◆ **Written instruction**: Express the data below as a numbered list with one line per item and blank lines left out, covering every record. Leave the pictures out of your answer.

>>

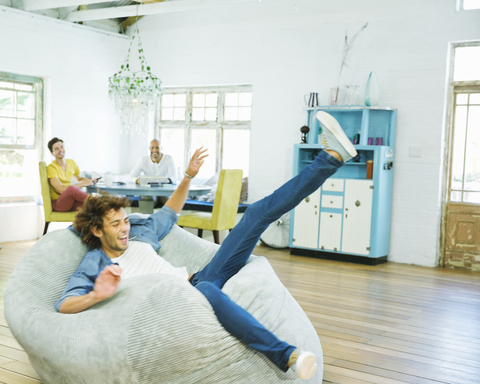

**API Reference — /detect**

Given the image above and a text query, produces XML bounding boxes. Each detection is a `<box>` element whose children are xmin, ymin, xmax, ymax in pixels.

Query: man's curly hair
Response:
<box><xmin>73</xmin><ymin>192</ymin><xmax>130</xmax><ymax>248</ymax></box>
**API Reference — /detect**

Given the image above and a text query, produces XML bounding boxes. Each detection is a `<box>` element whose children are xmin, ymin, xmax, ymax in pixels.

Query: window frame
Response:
<box><xmin>155</xmin><ymin>85</ymin><xmax>253</xmax><ymax>174</ymax></box>
<box><xmin>0</xmin><ymin>71</ymin><xmax>44</xmax><ymax>203</ymax></box>
<box><xmin>444</xmin><ymin>41</ymin><xmax>480</xmax><ymax>209</ymax></box>
<box><xmin>456</xmin><ymin>0</ymin><xmax>480</xmax><ymax>12</ymax></box>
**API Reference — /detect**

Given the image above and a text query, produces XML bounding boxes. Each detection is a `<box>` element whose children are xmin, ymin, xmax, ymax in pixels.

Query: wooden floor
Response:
<box><xmin>0</xmin><ymin>241</ymin><xmax>480</xmax><ymax>384</ymax></box>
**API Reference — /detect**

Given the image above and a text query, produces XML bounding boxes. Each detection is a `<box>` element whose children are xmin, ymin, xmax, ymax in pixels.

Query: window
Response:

<<

◆ **Full output**:
1. **API Reference — /detect**
2. Given the image above and a text query, produces XML bounding boxes. Each detection is a `<box>` element whose children are xmin, ymin, xmax, ymax in pixels.
3. Query: man's curly hair
4. Response:
5. <box><xmin>73</xmin><ymin>192</ymin><xmax>130</xmax><ymax>248</ymax></box>
6. **API Reference — /detect**
7. Given the image above and a text query, produces XML bounding boxes. Each detection is a `<box>` element whose children are xmin, ymin, xmax, ymax in pixels.
8. Query: window frame
9. Response:
10. <box><xmin>155</xmin><ymin>85</ymin><xmax>253</xmax><ymax>174</ymax></box>
11. <box><xmin>0</xmin><ymin>71</ymin><xmax>44</xmax><ymax>203</ymax></box>
12. <box><xmin>444</xmin><ymin>41</ymin><xmax>480</xmax><ymax>209</ymax></box>
13. <box><xmin>456</xmin><ymin>0</ymin><xmax>480</xmax><ymax>12</ymax></box>
14. **API Reference — /detect**
15. Given the image above and a text query, produces XML bounding boxes. Each detection is a `<box>` element whose children are xmin, ymin, xmax, ymax in pixels.
16. Query: wooden floor
17. Response:
18. <box><xmin>0</xmin><ymin>241</ymin><xmax>480</xmax><ymax>384</ymax></box>
19. **API Reference — /detect**
20. Given the image above and a text query, produces XML bounding boxes. Each detection is a `<box>` element whose children are xmin, ymin, xmax, ymax in pixels.
21. Query: window
22. Response:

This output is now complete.